Directions ▸
In the items below, recast everything from the line containing "Task: the pointer indicates each instance of the thin" down to the line containing "[[173, 135], [147, 134]]", both ends included, as a Markdown table. Use the columns Row and Line, give each line its own numbered row, and omit blank lines.

Dataset entries ▸
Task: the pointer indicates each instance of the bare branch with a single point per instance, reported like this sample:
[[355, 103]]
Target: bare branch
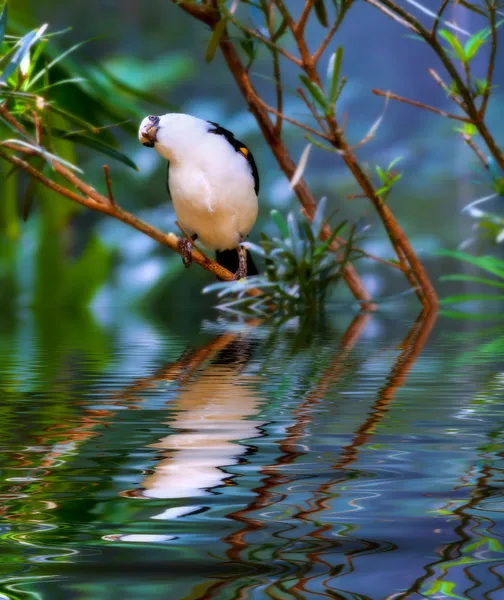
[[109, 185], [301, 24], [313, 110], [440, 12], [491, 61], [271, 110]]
==
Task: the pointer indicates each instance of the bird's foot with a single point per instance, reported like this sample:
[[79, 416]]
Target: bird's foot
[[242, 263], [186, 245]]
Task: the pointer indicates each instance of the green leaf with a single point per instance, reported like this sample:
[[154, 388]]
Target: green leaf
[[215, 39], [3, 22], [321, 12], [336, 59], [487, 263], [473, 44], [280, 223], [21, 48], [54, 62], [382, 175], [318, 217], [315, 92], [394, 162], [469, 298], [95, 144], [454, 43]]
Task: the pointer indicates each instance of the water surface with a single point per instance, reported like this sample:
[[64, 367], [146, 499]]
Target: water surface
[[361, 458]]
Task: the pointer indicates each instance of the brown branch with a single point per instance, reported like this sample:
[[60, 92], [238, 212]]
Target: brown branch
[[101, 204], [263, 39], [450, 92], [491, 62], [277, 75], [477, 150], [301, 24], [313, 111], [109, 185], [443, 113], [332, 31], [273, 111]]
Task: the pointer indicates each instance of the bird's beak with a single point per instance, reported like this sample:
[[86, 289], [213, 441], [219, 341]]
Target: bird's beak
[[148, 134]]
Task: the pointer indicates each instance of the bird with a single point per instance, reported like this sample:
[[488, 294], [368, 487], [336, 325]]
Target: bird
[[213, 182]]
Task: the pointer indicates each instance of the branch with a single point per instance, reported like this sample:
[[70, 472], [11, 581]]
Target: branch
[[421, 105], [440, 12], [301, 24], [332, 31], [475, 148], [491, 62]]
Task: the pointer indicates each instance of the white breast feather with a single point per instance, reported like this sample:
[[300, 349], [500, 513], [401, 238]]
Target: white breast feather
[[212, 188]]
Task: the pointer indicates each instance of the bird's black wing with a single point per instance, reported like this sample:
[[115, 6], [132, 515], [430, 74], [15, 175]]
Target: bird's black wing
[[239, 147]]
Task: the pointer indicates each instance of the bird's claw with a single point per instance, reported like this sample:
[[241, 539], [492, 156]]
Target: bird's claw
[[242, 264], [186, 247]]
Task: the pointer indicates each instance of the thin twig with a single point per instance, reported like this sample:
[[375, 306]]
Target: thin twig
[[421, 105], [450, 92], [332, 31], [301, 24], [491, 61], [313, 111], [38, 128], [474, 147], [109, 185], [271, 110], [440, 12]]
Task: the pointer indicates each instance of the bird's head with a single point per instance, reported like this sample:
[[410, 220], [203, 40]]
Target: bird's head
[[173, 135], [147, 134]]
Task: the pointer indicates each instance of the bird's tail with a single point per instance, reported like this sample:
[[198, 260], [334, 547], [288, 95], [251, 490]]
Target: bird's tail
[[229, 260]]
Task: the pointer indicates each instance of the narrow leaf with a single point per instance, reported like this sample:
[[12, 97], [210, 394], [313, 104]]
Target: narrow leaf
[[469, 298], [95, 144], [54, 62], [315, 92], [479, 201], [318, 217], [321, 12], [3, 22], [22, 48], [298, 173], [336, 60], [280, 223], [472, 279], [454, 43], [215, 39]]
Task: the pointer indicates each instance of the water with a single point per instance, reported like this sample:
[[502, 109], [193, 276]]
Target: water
==
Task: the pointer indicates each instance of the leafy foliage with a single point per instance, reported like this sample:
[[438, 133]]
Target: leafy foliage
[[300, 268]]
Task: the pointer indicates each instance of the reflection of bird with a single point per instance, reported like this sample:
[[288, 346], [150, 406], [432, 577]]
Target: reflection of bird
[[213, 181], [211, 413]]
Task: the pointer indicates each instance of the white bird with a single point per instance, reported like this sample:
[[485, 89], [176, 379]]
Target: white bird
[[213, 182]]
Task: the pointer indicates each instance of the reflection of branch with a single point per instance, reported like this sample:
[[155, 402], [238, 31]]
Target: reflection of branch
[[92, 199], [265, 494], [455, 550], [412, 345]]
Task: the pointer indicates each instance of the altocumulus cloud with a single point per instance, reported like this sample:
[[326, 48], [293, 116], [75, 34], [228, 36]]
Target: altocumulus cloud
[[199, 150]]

Answer for the task ▸
| Row | Line |
|---|---|
| 1 | Task: the pointer indicates each instance of the thin twig with a single point per instance, reported like this sample: |
| 2 | [[375, 306]] |
| 3 | Target: thin twig |
| 4 | [[421, 105], [450, 92], [332, 31], [301, 24], [491, 61], [313, 111], [38, 128], [474, 147], [109, 185], [271, 110], [440, 12]] |
| 5 | Task: the pointer indicates each instance of the bird's head with a single point per instance, reported like this sample: |
| 6 | [[410, 220], [203, 40]] |
| 7 | Target: bird's head |
| 8 | [[173, 135], [147, 134]] |